One Day Isang Araw () is a 2013 Philippine television drama fantasy anthology broadcast by GMA Network. Created and developed by Senedy Que, it stars Jillian Ward, Milkcah Wynne Nacion, Joshua Uy and Marc Justine Alvarez. It premiered on June 15, 2013 on the network's Sabado Star Power sa Gabi line up. The show concluded on November 16, 2013 with a total of 23 episodes.

The series is streaming online on YouTube.

Premise
Daisy, Uno, Isang and Sunny are friends brought together by a common passion for curiosity. A tree house is their favorite hangout where they meet up every week for their storytelling sessions. They share stories of heartfelt situations and endearing characters they get to interact with.

Cast and characters

Lead cast
 Jillian Ward as Daisy
A former city girl who moved into the province to be with her grandmother. She is an intelligent eight-year-old girl who is also a fashion enthusiast and trendy. Daisy loves the idea of storytelling and wants to become a princess.
 Joshua Uy as Juan or Uno
A seven-year-old boy who loves creating /designing toys using recycled materials. He gets along well with Daisy, but at times they clash due to his "hostile" nature.
 Milkcah Wynne Nacion as Isang
Comes from a lower-class family. She is an eight-year-old girl who is fond of watching TV, particularly teledramas, wherein she finds inspiration while clinging to her belief that these programs mirror her own life.

| YOUR INSTRUCTIONS |
According to the text on One Day Isang Araw, how many episodes did the show have in total? The data that follows has no connection to the text.

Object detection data

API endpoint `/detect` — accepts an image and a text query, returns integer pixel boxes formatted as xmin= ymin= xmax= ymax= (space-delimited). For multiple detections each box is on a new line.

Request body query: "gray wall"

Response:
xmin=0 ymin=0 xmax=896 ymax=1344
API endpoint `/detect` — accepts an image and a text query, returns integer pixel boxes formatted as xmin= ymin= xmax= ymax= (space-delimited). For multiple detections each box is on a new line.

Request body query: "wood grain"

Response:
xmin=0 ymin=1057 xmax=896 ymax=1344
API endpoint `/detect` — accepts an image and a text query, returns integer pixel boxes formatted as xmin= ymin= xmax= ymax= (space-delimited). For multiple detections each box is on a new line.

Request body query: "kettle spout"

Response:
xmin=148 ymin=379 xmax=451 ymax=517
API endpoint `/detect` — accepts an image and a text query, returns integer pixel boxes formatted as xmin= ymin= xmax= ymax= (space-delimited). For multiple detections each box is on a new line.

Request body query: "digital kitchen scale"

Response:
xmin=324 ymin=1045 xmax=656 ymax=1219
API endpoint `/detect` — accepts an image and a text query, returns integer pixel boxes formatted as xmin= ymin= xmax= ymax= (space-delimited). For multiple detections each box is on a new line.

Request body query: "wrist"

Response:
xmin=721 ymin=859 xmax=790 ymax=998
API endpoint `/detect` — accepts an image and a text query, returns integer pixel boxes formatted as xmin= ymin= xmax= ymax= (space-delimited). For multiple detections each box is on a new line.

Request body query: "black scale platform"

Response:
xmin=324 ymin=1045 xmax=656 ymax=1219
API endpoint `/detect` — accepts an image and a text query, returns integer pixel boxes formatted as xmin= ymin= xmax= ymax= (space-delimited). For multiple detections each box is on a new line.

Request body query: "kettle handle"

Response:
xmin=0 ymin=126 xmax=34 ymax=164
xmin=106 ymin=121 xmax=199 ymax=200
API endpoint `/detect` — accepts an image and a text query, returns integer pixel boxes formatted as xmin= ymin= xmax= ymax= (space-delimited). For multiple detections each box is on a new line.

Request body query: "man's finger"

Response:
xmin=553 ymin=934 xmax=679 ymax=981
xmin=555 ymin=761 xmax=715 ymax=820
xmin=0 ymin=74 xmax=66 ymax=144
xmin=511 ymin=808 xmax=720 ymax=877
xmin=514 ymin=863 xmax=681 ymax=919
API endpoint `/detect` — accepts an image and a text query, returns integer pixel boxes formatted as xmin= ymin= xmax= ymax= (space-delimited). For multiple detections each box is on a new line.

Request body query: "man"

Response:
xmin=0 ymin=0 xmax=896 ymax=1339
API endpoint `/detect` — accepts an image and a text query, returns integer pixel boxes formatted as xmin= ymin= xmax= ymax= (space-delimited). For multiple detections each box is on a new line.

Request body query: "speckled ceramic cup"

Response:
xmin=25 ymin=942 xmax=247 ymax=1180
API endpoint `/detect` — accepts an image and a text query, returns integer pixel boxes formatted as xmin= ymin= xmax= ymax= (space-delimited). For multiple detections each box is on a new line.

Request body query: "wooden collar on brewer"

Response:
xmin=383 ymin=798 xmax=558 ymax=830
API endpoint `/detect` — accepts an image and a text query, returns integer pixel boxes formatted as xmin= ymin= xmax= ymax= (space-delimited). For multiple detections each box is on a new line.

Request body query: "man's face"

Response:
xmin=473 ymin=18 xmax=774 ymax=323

| TASK OUTPUT |
23 episodes